Challenge 1
In the passage on God's role in the death of Jesus, whom is Peter addressing in Acts, and when?
Challenge 2
Continue the passage on God's role in the death of Jesus from the point where it stops.

Source excerpt
** BEGIN **

And we see the problem of evil, and what part God has in it, displayed no more prominently than in the death of Jesus. Here we have the ultimate expression of injustice – an innocent man, who never did anything wrong, was executed as a traitor and criminal by the religious and civil authorities at the time. How could God have a hand in such a terrible event?
Well fortunately, the Bible spells it out for us in Acts, chapter 2, sentence 23:
This man [Jesus] was handed over to you by God’s set purpose and foreknowledge; and you, with the help of wicked men, put him to death by nailing him to the cross.
So what role does God play in the execution of an innocent man? It was by his set plan and foreknowledge. God knew it was going to happen because it was his set plan. God made it happen.
But are humans responsible for it? Yes, as Peter tells us in Acts. He is talking to the Jewish crowd in Jerusalem a couple of months after Jesus’ death and he clearly points out that it was the Jews (at the time), with the help of the Romans who put Jesus to death. Peter says that through the valid, un-coerced choices they made, they are responsible for the death of Jesus.

** END **

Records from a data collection
** BEGIN **

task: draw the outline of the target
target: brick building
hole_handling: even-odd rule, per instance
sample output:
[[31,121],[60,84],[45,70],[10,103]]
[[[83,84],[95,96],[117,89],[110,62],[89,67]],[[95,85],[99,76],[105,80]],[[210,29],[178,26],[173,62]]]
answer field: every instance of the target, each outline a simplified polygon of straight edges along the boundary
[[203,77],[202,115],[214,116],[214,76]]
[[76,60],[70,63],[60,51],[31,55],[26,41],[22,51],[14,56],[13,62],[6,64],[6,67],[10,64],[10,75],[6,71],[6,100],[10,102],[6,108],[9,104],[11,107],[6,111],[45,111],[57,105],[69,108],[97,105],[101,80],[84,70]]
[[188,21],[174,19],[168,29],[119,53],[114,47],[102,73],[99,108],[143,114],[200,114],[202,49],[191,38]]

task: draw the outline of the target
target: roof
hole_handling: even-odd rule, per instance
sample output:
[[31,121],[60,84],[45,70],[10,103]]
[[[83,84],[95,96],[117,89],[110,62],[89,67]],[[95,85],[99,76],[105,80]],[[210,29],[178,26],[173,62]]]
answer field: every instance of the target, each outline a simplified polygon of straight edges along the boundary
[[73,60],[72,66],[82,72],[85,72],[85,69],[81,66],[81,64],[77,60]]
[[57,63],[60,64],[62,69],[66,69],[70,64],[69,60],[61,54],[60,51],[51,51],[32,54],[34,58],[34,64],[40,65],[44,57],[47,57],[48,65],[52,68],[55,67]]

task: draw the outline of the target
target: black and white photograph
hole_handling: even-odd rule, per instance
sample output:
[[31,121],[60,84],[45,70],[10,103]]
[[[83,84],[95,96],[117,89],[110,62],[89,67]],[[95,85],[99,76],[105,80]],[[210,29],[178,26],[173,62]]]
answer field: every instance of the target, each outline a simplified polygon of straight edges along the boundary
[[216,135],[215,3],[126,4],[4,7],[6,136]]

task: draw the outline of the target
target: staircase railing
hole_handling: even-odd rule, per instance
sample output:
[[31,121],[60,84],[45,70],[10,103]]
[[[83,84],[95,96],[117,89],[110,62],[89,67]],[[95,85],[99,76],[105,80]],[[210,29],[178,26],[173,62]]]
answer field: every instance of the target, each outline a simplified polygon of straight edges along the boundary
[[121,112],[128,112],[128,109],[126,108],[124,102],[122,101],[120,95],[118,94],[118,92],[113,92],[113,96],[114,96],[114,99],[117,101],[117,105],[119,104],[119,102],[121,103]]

** END **
** BEGIN **

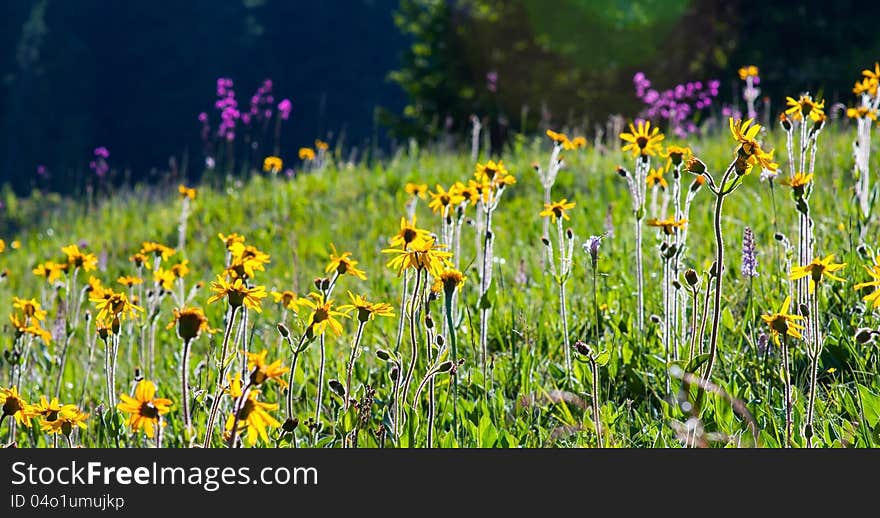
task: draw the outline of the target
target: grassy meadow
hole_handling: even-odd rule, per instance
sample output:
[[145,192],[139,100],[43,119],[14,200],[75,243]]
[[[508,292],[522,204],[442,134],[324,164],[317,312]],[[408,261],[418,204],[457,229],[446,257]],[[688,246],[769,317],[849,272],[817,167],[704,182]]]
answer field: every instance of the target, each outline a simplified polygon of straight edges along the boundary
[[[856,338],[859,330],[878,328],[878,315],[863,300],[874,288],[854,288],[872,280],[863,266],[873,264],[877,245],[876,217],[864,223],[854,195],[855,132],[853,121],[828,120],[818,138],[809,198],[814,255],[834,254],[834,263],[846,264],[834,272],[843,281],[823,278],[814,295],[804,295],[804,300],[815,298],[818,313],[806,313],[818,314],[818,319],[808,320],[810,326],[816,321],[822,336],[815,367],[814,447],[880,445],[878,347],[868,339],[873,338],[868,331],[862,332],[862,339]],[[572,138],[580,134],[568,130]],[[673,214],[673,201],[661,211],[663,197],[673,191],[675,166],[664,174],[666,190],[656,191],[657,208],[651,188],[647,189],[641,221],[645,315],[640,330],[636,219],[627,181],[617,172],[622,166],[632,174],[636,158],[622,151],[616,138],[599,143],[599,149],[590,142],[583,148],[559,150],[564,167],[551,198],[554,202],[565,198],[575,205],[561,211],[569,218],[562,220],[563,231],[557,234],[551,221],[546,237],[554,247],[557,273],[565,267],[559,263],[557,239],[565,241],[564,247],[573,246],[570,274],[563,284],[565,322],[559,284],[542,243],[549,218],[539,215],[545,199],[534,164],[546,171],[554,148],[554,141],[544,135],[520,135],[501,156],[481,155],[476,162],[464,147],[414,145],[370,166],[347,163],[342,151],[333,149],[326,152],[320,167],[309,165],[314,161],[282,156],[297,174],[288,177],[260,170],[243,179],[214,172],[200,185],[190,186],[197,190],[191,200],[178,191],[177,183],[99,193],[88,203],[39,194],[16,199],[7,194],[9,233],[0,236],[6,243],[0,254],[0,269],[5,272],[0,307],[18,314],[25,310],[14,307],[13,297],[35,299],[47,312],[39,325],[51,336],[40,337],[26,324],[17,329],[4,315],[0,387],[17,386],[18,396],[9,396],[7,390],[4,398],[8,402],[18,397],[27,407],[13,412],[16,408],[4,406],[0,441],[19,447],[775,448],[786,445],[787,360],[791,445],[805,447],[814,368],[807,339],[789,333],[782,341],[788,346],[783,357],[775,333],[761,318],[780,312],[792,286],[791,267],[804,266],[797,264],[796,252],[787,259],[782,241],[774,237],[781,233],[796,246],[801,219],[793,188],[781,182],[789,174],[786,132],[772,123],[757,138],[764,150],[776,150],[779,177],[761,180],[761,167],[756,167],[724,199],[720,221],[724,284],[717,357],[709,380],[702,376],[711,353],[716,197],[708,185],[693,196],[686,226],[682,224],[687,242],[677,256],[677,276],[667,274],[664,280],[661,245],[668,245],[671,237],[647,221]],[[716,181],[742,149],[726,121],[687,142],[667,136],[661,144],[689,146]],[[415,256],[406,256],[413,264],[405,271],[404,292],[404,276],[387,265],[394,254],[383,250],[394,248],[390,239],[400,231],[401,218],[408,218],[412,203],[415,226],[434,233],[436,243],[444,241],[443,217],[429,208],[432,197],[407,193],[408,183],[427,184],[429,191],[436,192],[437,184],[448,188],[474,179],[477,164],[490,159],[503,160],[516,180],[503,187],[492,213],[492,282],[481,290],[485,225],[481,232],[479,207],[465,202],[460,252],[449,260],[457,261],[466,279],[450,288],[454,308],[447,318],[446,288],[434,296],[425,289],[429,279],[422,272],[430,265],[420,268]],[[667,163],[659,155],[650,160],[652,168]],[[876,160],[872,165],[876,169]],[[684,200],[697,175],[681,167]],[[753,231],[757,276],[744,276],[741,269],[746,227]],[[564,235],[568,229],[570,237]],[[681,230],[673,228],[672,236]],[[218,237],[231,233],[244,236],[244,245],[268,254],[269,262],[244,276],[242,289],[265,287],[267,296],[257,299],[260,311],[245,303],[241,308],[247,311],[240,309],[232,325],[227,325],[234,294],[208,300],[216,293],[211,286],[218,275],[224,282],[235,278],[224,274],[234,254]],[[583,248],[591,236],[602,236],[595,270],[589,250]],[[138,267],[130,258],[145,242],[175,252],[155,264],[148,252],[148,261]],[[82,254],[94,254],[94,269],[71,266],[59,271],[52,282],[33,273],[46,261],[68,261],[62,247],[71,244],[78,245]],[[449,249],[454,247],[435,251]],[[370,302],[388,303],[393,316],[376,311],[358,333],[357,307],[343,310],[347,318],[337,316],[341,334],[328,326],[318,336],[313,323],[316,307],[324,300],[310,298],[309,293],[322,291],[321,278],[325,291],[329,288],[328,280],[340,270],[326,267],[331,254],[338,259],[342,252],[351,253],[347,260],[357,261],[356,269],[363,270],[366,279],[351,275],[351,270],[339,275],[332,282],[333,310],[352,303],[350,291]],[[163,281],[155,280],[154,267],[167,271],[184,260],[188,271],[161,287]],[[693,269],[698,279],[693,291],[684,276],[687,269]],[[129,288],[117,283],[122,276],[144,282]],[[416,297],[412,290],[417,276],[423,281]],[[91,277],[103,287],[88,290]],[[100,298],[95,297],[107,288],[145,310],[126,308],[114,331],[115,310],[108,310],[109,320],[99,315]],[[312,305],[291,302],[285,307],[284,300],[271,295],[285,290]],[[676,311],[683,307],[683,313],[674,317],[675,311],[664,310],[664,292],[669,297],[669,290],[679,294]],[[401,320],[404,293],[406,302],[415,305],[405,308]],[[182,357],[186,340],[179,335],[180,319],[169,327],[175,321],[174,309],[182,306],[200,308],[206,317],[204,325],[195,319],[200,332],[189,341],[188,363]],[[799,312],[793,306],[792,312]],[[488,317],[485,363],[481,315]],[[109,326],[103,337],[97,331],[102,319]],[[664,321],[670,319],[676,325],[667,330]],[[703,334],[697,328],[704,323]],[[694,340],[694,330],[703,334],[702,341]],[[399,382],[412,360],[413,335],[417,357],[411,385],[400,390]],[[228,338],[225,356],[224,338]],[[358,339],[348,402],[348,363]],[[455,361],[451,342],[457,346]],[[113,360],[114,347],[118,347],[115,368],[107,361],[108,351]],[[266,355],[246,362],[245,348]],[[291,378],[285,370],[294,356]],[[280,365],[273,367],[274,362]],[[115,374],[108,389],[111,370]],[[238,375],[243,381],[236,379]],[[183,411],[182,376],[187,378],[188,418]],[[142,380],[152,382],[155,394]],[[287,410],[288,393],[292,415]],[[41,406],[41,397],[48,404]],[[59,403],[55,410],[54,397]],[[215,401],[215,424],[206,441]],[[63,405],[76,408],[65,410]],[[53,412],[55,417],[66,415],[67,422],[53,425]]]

** END **

Expected output 1
Peter is addressing the Jewish crowd in Jerusalem a couple of months after Jesus' death.

Expected output 2
So here we have a clear case of God and humans both actively working in an evil act. How is that possible? How can both actively, without coercion, making choices that they are responsible for? It is here we must reject simplistic explanations that if God must be at work, then humans are being like robots, or that God must be a passive agent if humans are calling the shots.
It is at this point we must come face to face with the real God in all his power. If God is actually all-powerful, why would it surprise us that God would be powerful enough to actively work through the valid and un-coerced choices of humans? That is what the Bible presents to us – a God so powerful that even the un-coerced choices of humans are within his control.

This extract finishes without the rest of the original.